TEXT
# Beim Start "Blaue Fehlermeldung"



## Identität (8. September 2006)

Hi,
also bei einem Freund tritt seit gestern ein Fehler auf. Wenn er Windows hochfährt und wartet bis der Willkommens Bildschirm kommt, erscheint kurze Zeit ein ganz blauer Bildschirm mit einer Monitorlangen Fehlermeldung. Man kann sie nicht lesen da er sofort neustartet.

Ich habe schon an den Steckern gewackelt. Der abgesicherte Modus geht. Woran kann es liegen? Er sagt es kam aufeinmal.
Wäre nett wenn ihr uns helfen könntet.
Danke für eure bemühungen.
Gruß Id


----------



## Slizzzer (11. September 2006)

Hi!

Schonmal die "letzte funktionierende Version" getestet?

ÜBUNGSDATEN
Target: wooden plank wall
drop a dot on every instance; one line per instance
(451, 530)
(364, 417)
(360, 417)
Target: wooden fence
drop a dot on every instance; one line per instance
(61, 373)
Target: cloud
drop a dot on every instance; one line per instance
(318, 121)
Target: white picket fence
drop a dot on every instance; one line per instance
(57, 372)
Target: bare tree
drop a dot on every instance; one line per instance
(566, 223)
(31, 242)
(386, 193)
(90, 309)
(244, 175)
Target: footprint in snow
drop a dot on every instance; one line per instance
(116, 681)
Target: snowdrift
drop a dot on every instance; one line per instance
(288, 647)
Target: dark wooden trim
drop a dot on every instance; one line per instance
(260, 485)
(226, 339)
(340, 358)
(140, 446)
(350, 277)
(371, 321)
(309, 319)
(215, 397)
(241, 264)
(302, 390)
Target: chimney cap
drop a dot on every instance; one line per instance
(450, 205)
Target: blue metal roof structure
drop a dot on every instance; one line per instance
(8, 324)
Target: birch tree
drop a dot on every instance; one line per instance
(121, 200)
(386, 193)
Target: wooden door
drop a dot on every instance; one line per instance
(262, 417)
--
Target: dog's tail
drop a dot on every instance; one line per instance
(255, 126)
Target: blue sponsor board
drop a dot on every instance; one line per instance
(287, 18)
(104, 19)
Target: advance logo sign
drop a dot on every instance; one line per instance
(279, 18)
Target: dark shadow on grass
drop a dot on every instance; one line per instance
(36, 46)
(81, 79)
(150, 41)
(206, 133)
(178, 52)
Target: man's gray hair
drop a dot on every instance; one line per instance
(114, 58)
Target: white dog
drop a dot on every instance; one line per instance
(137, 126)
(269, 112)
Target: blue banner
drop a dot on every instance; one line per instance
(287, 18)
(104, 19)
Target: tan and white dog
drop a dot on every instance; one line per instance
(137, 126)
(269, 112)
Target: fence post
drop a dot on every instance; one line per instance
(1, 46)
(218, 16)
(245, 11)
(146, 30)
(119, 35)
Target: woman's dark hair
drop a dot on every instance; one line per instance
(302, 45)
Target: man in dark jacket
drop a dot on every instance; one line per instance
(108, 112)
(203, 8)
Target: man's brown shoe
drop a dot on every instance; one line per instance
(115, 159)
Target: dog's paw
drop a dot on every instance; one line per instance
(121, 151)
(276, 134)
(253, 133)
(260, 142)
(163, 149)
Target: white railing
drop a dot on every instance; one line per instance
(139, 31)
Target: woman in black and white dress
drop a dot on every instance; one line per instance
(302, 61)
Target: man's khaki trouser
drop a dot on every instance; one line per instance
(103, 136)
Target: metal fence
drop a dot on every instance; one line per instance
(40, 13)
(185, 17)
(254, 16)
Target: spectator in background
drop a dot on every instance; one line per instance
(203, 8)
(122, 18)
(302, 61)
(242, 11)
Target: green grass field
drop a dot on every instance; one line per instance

AUFGABEN
1. Wie viele Zeilen der Datensätze enthalten die Zeichenfolge „grass“? Achte dabei auf Groß- und Kleinschreibung und gib nur die Zahl an.
2. Knüpfe an das Ende des Forumsthreads zur blauen Fehlermeldung beim Windows-Start an und schreibe ihn weiter.

ERGEBNISSE JE AUFGABE
1. 2

2.
Wenn das nicht geht, evtl. mal die Speicher-Riegel einzeln verwenden, sofern er mehrere im Rechner hat. Könnte ein defekter Speicher sein.


----------



## Identität (12. September 2006)

Ok danke, ich habe schon gedacht das niemand helfen kann. Ich bin heute Abend da dann werde ich das ausprobieren. 

Anbei noch ein Bild, vielleicht wirds ein bisschen klarer, er startet nach einer Sekunde aber neu!


----------



## xChronoX (13. September 2006)

Hi,

also nach meiner Anischt, und nach dem Betrachten des BlueScreen´s könnten Treiber Probleme bereiten, wie z.B. das sie Fehlerhaft sind, oder Konflikte im System verursachen.

Man sollte mal den Abgesicherten Modus starten und schauen, woran es liegt?

Wenn irgendwelche Treiber installiert wurden sind, könnte man Testweise diese auch deinstalliere.

Also das sind meine Vorschläge, wonach ich erstmal suchen würde.

Oder halt die Speichermodule.....


MfG

xchronox


----------



## ph0en1xs (21. September 2006)

Gabs scho woanders,deshalb hier mein Post aus dem anderen Threat:

AW: Reboot nach Startoption (Windows)
Also da kann es ne Menge Ursachen geben!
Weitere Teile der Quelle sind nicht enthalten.